Automated Consul cluster installation

With Packer/Terraform/Ansible on GCP

Larbi Youcef Mohamed Reda
alter way
6 min readMar 26, 2020

--

In this article, I am going to show my personal method to easily install a Consul cluster on GCP (without Kubernetes). I am going to use Packer, Terraform and Ansible for that purpose.

What is Consul ?

Consul is a service discovery/service mesh tool. With this tool, we can register services to make them discoverable from anywhere in a datacenter. We can monitor our services (Health checking), store their configuration (Key-Value store) and create connections between services (Service Mesh with Consul Connect). This is the tool we are going to install.

What is Packer ?

Packer is a tool to create easily and automatically machine images. We will use this tool to create an “out of the box” image that contains a configured Consul server ready to run.

What is Ansible ?

Ansible is an IT automation tool. With this tool we can automate software deployments and system configuration. We will use it to provision the Packer image with the installation of Consul along with its configuration.

What is Terraform ?

Terraform is an Infrastructure as Code tool. With this tool, we can quickly create and manage a cloud infrastructure on different cloud providers like GCP, Azure or AWS. We will use it to actually create instances with Consul installed and ready to join the cluster.

> Information supplied
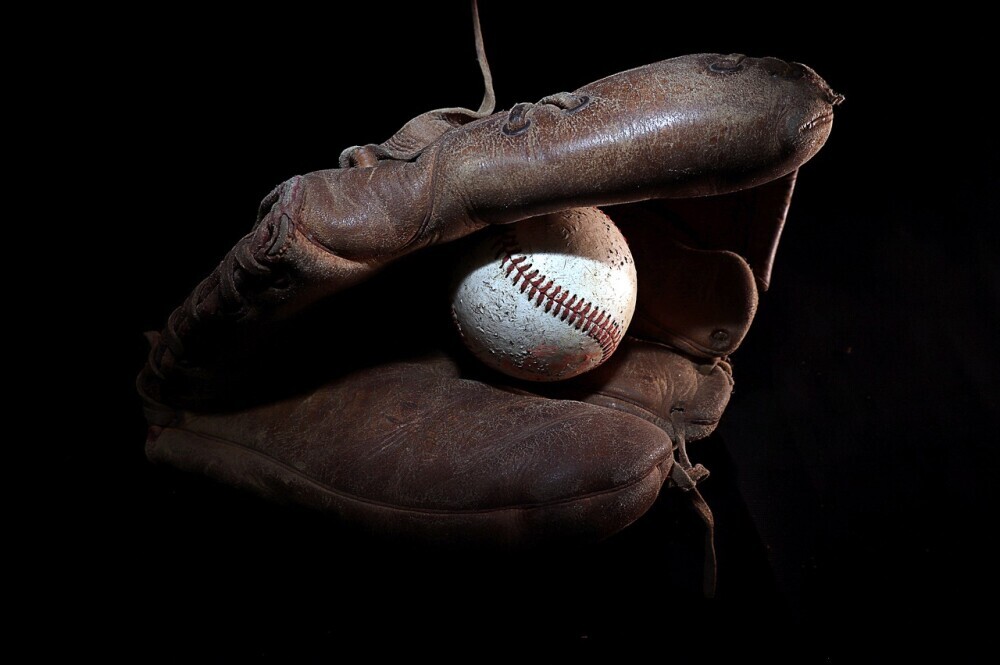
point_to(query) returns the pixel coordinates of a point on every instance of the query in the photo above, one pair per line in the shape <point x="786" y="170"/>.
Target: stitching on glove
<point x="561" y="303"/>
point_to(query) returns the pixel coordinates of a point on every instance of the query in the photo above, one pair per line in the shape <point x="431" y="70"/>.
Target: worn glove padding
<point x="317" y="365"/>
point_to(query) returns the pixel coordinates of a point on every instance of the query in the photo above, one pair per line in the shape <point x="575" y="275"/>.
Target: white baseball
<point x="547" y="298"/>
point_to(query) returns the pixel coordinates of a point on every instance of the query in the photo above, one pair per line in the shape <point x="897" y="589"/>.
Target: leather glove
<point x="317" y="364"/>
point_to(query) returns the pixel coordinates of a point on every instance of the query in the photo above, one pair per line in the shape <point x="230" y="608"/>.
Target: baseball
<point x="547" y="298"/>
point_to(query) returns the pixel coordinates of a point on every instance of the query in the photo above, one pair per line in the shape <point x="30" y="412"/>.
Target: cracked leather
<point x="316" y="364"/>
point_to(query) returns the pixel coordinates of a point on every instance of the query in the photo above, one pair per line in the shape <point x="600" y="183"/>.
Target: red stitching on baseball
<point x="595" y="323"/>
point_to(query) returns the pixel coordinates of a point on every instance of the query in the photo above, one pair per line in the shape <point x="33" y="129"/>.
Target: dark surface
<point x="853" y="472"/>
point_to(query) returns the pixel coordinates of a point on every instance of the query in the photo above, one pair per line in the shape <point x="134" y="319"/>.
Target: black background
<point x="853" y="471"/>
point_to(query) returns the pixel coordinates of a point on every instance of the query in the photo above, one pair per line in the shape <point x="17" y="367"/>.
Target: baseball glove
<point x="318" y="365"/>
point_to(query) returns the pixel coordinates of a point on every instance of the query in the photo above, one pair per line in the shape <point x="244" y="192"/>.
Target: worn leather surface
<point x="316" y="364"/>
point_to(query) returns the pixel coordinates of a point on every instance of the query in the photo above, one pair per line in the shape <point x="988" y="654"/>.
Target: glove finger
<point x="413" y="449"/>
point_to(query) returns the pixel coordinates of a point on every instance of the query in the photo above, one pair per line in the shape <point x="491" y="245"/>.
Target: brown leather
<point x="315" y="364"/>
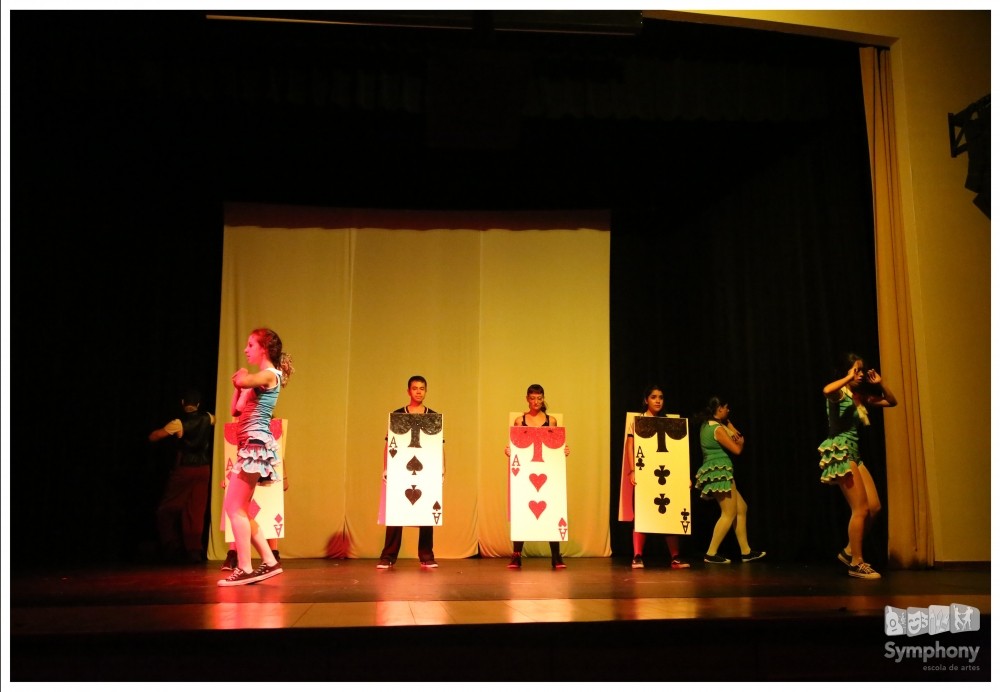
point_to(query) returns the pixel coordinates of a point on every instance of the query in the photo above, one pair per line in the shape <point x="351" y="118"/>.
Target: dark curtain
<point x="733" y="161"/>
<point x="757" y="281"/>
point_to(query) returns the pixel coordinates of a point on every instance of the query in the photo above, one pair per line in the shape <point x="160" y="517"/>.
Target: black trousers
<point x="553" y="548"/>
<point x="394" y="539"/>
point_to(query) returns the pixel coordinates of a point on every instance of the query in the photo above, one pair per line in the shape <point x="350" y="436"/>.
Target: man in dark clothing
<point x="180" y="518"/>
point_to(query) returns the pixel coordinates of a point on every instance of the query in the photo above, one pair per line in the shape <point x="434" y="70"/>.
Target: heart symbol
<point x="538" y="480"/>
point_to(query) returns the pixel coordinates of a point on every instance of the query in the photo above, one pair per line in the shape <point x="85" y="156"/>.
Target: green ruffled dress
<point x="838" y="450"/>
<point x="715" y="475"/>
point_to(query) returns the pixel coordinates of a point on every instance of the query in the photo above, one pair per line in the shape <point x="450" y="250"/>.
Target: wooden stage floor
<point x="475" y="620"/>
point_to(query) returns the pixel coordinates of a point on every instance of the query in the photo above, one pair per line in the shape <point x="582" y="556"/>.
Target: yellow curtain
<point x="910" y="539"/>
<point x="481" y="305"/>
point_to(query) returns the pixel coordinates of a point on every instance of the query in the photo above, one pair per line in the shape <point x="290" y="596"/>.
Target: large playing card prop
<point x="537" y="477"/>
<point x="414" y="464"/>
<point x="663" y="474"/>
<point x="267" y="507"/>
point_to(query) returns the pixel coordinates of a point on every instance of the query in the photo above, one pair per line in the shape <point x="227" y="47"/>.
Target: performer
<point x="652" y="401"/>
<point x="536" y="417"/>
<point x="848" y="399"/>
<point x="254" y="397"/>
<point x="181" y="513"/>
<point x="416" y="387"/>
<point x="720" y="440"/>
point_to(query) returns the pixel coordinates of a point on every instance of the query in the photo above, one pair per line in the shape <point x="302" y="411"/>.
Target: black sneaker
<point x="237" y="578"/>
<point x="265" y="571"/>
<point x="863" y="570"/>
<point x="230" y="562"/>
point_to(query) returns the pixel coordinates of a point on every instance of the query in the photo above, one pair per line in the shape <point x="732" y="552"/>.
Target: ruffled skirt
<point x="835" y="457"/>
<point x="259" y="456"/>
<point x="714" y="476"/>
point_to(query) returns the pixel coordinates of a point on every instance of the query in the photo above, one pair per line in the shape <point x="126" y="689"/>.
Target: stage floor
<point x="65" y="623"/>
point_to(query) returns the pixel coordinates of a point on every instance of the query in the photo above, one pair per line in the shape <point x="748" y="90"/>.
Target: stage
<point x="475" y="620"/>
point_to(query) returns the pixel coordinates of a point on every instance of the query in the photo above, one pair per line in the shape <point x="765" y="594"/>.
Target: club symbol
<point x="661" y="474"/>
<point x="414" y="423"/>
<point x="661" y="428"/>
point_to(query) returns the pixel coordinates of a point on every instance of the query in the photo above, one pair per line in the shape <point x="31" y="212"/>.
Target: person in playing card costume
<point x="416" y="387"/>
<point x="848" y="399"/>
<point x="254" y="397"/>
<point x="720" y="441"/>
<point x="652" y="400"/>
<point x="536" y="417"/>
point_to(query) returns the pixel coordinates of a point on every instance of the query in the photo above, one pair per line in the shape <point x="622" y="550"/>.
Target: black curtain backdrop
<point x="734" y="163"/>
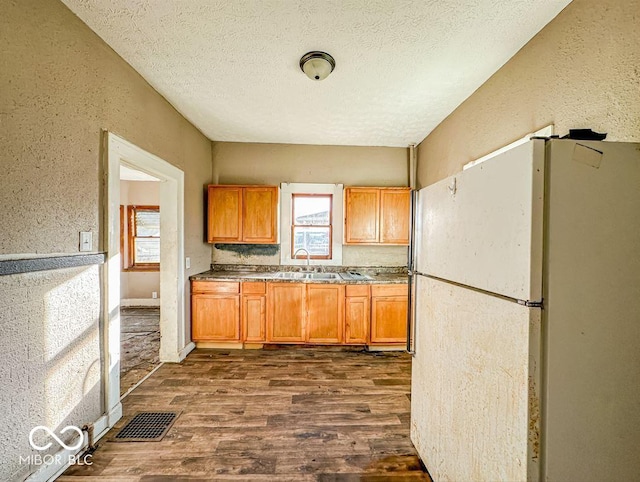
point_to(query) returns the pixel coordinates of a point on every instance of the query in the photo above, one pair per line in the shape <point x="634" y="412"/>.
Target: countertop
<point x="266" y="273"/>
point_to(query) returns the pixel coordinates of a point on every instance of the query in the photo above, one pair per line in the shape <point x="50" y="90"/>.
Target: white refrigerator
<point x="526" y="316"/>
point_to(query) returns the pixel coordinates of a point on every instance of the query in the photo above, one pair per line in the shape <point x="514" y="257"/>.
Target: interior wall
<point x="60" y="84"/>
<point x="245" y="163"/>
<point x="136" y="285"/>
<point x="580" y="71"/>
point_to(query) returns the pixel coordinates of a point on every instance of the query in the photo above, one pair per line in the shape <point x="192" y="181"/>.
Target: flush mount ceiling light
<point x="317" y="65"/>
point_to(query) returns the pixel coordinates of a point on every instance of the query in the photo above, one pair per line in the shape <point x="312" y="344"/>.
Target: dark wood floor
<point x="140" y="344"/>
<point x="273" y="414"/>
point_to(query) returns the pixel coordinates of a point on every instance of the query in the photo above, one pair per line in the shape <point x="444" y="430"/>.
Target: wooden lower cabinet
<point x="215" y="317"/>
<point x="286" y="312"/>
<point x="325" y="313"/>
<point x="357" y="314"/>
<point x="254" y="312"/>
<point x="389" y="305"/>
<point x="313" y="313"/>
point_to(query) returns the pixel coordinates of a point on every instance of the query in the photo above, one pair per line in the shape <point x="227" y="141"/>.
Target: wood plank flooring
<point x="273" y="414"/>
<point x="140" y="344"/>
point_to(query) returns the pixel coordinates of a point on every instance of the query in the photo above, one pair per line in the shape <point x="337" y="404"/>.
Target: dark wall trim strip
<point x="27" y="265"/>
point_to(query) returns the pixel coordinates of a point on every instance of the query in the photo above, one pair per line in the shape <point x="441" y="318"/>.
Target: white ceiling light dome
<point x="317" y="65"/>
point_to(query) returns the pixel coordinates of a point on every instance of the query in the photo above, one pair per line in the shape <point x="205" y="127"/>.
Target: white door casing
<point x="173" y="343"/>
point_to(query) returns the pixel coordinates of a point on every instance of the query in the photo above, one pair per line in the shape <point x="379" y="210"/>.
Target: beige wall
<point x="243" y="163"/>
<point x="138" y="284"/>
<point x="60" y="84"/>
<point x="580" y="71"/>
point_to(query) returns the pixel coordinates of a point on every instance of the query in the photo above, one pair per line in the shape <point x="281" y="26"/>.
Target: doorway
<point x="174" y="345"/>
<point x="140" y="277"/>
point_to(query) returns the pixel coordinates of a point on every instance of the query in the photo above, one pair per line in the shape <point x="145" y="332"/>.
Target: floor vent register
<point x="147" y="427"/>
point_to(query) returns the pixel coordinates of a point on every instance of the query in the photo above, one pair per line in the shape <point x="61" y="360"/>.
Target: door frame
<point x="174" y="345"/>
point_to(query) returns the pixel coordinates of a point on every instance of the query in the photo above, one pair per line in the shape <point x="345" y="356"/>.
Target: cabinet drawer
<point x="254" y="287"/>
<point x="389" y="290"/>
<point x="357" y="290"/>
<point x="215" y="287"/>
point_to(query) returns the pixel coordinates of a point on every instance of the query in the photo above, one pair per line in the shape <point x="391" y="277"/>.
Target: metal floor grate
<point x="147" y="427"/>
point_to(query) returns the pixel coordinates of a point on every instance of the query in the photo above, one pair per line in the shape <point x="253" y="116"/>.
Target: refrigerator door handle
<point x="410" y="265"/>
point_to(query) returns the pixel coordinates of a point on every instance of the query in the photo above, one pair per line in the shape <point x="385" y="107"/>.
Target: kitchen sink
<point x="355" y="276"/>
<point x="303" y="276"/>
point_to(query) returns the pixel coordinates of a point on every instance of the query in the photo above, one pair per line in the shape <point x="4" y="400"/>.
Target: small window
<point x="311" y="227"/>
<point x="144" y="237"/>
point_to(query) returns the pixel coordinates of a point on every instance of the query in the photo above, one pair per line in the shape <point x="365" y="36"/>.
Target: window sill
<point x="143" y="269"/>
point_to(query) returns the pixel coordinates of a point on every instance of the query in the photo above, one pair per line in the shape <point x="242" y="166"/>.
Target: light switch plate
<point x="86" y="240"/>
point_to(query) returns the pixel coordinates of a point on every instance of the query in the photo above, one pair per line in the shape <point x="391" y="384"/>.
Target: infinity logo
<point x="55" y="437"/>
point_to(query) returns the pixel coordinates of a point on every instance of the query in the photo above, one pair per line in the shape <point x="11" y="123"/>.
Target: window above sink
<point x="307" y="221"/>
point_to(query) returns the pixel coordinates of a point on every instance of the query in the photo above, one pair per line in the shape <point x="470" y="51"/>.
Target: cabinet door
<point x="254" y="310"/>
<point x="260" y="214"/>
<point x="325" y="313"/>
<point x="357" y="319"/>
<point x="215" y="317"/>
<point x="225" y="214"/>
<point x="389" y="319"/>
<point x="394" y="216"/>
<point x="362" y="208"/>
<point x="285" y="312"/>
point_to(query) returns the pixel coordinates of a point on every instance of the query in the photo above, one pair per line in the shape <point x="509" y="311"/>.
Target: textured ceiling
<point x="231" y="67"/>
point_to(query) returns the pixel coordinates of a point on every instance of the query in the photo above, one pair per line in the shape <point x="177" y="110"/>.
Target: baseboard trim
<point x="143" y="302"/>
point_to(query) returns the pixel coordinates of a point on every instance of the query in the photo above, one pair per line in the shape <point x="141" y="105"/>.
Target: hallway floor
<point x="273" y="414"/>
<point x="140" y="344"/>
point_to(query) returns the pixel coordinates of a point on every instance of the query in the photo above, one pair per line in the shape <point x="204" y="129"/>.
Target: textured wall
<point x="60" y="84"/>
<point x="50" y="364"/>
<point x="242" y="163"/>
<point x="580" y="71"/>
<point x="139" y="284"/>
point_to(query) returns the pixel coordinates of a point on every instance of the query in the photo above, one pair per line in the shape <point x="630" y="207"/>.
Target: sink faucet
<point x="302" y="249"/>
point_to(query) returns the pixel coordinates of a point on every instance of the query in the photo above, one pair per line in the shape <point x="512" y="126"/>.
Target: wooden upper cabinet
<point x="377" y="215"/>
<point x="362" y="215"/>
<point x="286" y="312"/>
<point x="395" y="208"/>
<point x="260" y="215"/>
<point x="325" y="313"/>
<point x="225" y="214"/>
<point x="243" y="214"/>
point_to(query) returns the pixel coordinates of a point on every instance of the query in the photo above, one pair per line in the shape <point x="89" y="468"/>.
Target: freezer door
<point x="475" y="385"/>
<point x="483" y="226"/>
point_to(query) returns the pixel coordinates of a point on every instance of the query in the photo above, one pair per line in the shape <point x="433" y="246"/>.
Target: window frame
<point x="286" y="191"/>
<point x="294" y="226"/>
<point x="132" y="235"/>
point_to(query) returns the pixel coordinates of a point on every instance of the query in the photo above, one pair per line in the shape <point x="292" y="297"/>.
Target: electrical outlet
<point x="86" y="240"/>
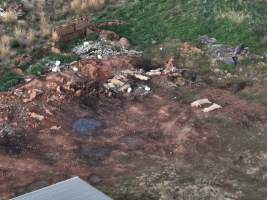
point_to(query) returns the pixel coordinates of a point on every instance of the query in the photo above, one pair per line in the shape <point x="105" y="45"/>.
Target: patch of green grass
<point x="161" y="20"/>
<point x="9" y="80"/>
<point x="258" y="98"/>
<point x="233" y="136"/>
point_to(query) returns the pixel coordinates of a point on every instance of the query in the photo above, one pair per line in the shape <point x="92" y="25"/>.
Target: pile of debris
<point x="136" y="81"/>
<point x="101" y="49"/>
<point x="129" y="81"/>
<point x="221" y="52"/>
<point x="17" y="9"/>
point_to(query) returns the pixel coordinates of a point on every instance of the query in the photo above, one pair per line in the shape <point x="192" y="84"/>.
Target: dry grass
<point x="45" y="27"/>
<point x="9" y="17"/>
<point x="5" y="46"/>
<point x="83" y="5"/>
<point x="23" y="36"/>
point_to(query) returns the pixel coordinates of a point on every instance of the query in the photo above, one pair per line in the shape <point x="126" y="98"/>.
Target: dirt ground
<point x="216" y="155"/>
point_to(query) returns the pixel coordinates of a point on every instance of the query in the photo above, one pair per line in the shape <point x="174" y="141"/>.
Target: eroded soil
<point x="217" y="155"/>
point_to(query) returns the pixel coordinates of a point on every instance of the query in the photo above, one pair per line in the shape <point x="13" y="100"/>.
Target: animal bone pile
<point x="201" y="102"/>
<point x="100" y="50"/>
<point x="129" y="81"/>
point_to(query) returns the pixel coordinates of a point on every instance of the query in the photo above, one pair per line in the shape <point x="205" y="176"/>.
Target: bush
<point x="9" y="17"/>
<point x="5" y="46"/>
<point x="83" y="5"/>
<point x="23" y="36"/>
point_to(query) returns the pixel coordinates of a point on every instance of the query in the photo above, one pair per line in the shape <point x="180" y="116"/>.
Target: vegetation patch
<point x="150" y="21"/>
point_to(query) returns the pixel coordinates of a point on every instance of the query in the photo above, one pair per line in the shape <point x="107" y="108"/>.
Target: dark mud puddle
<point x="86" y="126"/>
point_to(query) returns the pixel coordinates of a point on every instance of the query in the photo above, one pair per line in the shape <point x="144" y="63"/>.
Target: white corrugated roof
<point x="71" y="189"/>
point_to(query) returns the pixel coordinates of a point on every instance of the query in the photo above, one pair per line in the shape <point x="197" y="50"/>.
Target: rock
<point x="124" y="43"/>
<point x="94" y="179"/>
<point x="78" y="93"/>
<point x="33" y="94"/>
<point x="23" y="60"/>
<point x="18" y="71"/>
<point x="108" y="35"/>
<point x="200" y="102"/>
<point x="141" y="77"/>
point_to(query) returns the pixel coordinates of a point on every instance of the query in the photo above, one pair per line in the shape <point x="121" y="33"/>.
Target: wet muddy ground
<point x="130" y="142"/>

> To be done
- A) Write out the passage of the Consul installation article between "Larbi Youcef Mohamed" and "is Consul ?", inclusive.
- B) In the Consul installation article, which cloud providers are given as examples where Terraform can create and manage infrastructure?
- C) Continue the Consul installation article from where it stops.

> Written answers
- A)
Larbi Youcef Mohamed Reda
alter way
6 min readMar 26, 2020

--

In this article, I am going to show my personal method to easily install a Consul cluster on GCP (without Kubernetes). I am going to use Packer, Terraform and Ansible for that purpose.

What is Consul ?

- B) GCP, Azure and AWS.

- C)
Architecture overview

Here is an illustration of Consul’s architecture :

Consul Architecture

As you can see, there are two types of Nodes in a cluster : Servers and Clients. Servers manage the cluster’s state and data. Clients run alongside with services and register them in the cluster.

For this article, we will focus only on the Consul servers part. The installation and configuration is almost the same for Consul clients.

Consul servers use the following protocols :

To make a cluster, nodes must join each other either manually or automatically.

Goal

Starting from scratch, the goal is to quickly instantiate a Consul cluster with the number of nodes of our choice. To do that, we will split our installation in two parts :

  • Creation of the consul image (Packer/Ansible).
  • Instantiation of our cluster (Terraform).

The cloud provider I chose to show you this method is GCP.

Note : The exact same thing can be done for AWS/Azure or whatever cloud provider. For AWS/Azure though, Consul is directly available as an AWS/Azure service.

Creating the consul image

The first thing we are going to do is to create the consul image for our instances. We are going to use Packer and Ansible to do that. Let’s create our Packer template :

{
"variables": {
"gcp_account_file": "{{env `GOOGLE_APPLICATION_CREDENTIALS`}}"
},
"builders": [
{
"type": "googlecompute",
"account_file": "{{user `gcp_account_file`}}",
"project_id": "mlarbi-awcc",
"source_image": "debian-10-buster-v20200210",
"ssh_username": "packer",
"zone": "europe-west1-c",
"image_description": "“Consul ready image",
"image_name": "consul-server-image"
}
],
"provisioners":[
{
"type": "ansible",
"playbook_file": "../../install.yml",
"galaxy_file": "../../requirements.yml",
"galaxy_force_install": true,
"extra_arguments": [
"--extra-vars", "consul_cloud_provider=gcp",
"--extra-vars", "consul_gcp_provider=gce",
"--extra-vars", "consul_gcp_tag=consul",
"--extra-vars", "consul_mode=server"
]
}
]
}

Note : I used an environment variable GOOGLE_APPLICATION_CREDENTIALS to store the credentials file’s path.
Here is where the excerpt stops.